25 Ağustos 2011 Basın Özeti
Abone olİngiltere gazetelerinde Libya-Irak benzetmesi, Arap baharının geleceği ve SAS komandolarının Kaddafi'nin peşine düştüğü iddiası.
Independent gazetesi, Libya'da isyancıların başkent Trablus'a
girdiği Pazar gününden beri devam eden coşkunun, çatışmalarla
birlikte yerini korku ve belirsizliğe bıraktığını belirtiyor.
Gazete, isyancıların kurduğu Geçici Ulusal Konsey'in, nerede olduğu hala bilinmeyen Kaddafi'yi ölü ya da diri teslim edene 2 milyon Libya dinarı, yaklaşık buçuk milyon dolar ödül vadettiğine, Libya liderine bağlı güçlerin ölümüne savaşmaya başladıklarına dikkat çekiyor.

İstenenler:
(1) Libya basın özetine göre Trablus'taki coşku neden yerini korku ve belirsizliğe bıraktı? Bir iki cümleyle açıkla.
(2) Libya basın özetini kaldığı yerden sürdür.

Veri içeriği:
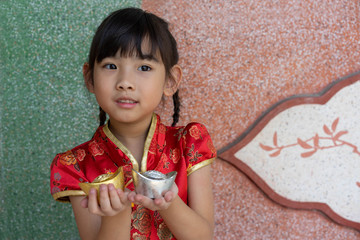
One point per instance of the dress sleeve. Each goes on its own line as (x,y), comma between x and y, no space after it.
(65,175)
(199,150)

Verilen cevaplar:
(1) Independent gazetesine göre isyancıların Pazar günü Trablus'a girmesiyle başlayan coşku, çatışmalar başlayınca yerini korku ve belirsizliğe bıraktı.

(2)
'Tarih tekerrür ediyor'
Gazetenin yazarlarından Robert Fisk ise Libya ile Irak arasında paralellik kurarak "Tarih tekerrür ediyor" diyor:
"Kimse, Libya ordusunu feshetmiyor. Kimse, Kaddafi yanlılarının ülkenin geleceğinde rol üstlenmesinin engelleneceğinden resmen söz etmiyor. Kimse Irak'ta yaptığımız hataları tekrarlamayacak. Ve Libya'da yabancı asker yok. Libya'yı Bağdat'ta duvarlarla çevrili Yeşil Bölge'deki gibi Batılı zombiler yönetmiyor. Herkes 'Her şey Libyalılara bağlı" diyor.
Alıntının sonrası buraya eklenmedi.